■ **Quoted passage**:
* * * * * * *
[8] Nevertheless, this is not simply a mechanical exercise of checking boxes. It is much more nuanced than that. In the end, I do not believe that a reasonably informed member of the public would lose confidence in the criminal justice system if she discovered that a fairly young adult with no criminal record who proposes a very stringent bail plan with two residential sureties plus electronic monitoring, presumed to be innocent of the charges that he is facing, is released from the confines of a jail setting in the midst of a global health crisis having arrived, in spades, on our doorsteps in Ontario.
[9] As to any suggestion that this Court may need “evidence” that C.J. is, while at the jail, more at risk of contracting COVID-19 than if he was not in jail, I reject that submission. I accept what I already have as evidence from C.J. – Maplehurst Detention Centre has curtailed or eliminated altogether the few niceties that prisoners had available to them previously, such as family visits and religious services. Viewed strictly in the context of the virus, that is welcome news. But I also do not live in a bubble; it is incontrovertible that a jail setting is not conducive to the types of physical distancing and other safety measures being recommended by all of the health authorities to help protect oneself against the virus. To demand some “evidence” in support of that is, with respect to any contrarian view, unnecessary.
* * * * * * *
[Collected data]
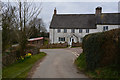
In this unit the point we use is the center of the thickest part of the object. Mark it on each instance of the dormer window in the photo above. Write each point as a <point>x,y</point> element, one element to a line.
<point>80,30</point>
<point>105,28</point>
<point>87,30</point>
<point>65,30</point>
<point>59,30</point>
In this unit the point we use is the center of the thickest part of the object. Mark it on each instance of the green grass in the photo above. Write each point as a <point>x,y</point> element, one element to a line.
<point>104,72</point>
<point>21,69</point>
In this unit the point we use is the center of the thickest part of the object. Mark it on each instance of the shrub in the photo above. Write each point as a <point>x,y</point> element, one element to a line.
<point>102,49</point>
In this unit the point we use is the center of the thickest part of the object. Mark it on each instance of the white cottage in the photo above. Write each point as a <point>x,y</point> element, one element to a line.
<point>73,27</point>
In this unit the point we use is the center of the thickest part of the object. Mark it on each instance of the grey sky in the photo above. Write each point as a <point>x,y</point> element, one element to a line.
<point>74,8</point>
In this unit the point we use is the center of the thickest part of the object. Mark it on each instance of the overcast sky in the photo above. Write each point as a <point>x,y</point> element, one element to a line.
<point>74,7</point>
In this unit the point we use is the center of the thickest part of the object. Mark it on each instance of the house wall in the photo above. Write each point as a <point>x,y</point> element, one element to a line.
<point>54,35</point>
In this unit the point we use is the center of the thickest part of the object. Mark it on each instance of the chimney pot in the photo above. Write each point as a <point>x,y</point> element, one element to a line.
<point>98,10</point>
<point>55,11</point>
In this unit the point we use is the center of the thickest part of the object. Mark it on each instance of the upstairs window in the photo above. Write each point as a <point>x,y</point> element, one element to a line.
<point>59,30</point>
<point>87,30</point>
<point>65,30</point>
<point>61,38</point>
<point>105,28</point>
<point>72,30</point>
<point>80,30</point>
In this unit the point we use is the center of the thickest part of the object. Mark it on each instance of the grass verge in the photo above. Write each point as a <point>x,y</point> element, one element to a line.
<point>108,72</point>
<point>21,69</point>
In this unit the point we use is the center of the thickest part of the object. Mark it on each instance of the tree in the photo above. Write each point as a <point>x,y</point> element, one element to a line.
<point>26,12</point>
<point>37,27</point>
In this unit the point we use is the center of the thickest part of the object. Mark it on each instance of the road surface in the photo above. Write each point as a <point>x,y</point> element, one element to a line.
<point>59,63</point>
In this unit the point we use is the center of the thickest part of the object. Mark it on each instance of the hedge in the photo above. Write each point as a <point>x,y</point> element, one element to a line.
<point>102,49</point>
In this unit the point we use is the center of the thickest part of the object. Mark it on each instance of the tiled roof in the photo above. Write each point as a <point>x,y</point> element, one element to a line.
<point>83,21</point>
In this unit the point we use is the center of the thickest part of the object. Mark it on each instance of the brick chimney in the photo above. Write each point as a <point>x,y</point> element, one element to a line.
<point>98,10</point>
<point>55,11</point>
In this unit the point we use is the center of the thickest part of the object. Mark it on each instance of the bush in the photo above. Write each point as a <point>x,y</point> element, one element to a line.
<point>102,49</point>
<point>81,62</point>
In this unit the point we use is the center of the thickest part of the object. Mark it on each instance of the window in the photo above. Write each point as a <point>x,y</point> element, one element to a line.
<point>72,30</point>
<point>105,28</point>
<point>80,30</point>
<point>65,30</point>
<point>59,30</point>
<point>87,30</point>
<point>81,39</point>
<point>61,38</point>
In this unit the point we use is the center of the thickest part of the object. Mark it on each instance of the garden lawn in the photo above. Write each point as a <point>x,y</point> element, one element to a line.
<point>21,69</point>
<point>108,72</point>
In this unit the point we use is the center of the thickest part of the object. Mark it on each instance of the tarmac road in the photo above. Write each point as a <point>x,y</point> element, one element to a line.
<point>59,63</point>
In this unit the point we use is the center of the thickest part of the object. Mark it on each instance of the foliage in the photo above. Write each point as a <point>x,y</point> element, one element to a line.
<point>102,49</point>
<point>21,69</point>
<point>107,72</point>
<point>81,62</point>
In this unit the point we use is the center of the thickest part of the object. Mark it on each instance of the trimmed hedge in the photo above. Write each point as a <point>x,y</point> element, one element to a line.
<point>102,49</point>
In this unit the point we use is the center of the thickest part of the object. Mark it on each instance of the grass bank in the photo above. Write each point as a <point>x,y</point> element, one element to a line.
* * * * * * *
From the bail decision above, output the passage between "[9] As to any" and "contrarian view, unnecessary.", inclusive.

■ **Response box**:
[9] As to any suggestion that this Court may need “evidence” that C.J. is, while at the jail, more at risk of contracting COVID-19 than if he was not in jail, I reject that submission. I accept what I already have as evidence from C.J. – Maplehurst Detention Centre has curtailed or eliminated altogether the few niceties that prisoners had available to them previously, such as family visits and religious services. Viewed strictly in the context of the virus, that is welcome news. But I also do not live in a bubble; it is incontrovertible that a jail setting is not conducive to the types of physical distancing and other safety measures being recommended by all of the health authorities to help protect oneself against the virus. To demand some “evidence” in support of that is, with respect to any contrarian view, unnecessary.